(Document segment)
- Date:: July 1, 2004 – June 30, 2005

Navigation
- Previous: 2003–04
- Next: 2005–06

= 2004–05 synchronized skating season =

Competitive synchronized skating year from 2004/7/1 to 2005/6/30

The 2004-05 synchronized skating season began on July 1, 2004, and ended on June 30, 2005. During this season, which was concurrent with the season for the other four disciplines (men's single, ladies' single, pair skating and ice dancing), elite synchronized skating teams competed on the International Skating Union (ISU) Championship level at the 2005 World Championships and Junior World Challenge Cup. They also competed at various other international as well as national synchronized skating competitions.

(Entries supplied)

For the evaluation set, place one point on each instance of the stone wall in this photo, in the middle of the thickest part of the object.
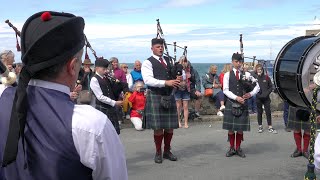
(208, 108)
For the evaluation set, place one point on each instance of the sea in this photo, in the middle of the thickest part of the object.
(203, 68)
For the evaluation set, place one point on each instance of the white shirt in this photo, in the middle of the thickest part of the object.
(317, 154)
(2, 88)
(147, 73)
(96, 89)
(129, 80)
(230, 94)
(95, 139)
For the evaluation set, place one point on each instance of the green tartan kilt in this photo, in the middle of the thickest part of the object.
(232, 123)
(299, 119)
(157, 117)
(112, 114)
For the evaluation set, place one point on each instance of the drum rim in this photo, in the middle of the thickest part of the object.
(302, 59)
(300, 68)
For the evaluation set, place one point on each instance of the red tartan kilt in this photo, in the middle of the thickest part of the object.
(232, 123)
(157, 117)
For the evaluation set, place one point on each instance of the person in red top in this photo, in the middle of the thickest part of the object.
(138, 100)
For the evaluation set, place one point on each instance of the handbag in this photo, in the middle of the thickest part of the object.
(165, 102)
(208, 92)
(85, 97)
(237, 109)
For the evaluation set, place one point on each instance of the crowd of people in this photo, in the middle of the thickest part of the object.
(67, 114)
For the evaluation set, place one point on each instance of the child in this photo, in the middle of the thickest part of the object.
(138, 101)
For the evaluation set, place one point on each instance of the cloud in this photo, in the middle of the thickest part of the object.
(184, 3)
(206, 43)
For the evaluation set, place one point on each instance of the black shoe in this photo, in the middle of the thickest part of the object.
(231, 152)
(158, 158)
(296, 153)
(306, 154)
(240, 153)
(170, 156)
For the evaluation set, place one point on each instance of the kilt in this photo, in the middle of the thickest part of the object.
(112, 114)
(232, 123)
(299, 119)
(157, 117)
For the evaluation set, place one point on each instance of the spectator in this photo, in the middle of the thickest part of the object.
(211, 81)
(125, 69)
(195, 89)
(138, 101)
(86, 74)
(17, 70)
(116, 71)
(126, 104)
(7, 58)
(136, 73)
(252, 104)
(285, 115)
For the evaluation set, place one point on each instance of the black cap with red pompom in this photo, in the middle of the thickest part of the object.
(46, 16)
(48, 38)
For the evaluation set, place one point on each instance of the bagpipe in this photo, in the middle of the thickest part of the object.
(176, 66)
(248, 82)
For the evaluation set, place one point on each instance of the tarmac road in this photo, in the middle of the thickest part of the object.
(201, 155)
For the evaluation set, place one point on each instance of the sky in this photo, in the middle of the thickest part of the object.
(209, 28)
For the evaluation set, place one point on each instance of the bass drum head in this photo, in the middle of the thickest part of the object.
(294, 69)
(309, 69)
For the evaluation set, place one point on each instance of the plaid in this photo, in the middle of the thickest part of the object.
(232, 123)
(112, 114)
(157, 117)
(299, 118)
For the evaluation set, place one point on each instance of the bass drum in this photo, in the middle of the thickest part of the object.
(294, 69)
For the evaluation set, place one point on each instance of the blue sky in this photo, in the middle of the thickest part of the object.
(210, 28)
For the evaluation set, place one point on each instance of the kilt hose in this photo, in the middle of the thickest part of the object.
(299, 119)
(113, 116)
(232, 123)
(156, 117)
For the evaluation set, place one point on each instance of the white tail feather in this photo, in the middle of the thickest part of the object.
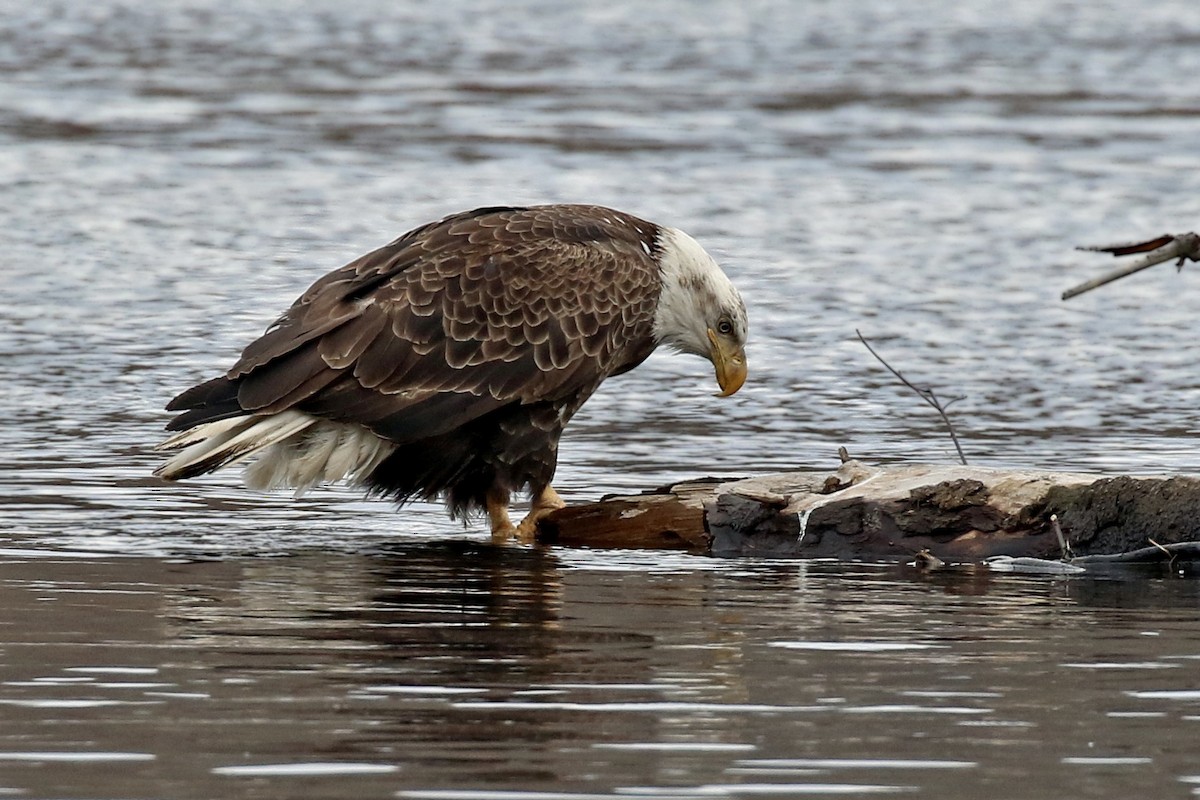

(Written tasks)
**a)** Answer these questions from the article on the 2004–05 synchronized skating season:
(i) On what date did the season end?
(ii) Which season is listed as the next one?
(iii) At which two ISU Championship-level events did elite teams compete?
**b)** From the listing, extract each line containing the string "black". Case counts when matching.

(Results of the exercise)
**a)**
(i) June 30, 2005
(ii) 2005–06
(iii) The 2005 World Championships and the Junior World Challenge Cup

**b)**
For the evaluation set, place one point on each instance of the black shoe in this photo, in the middle of the thickest part of the object.
For the evaluation set, place one point on each instance of the black cap with red pompom in this photo, in the middle of the thickest part of the object.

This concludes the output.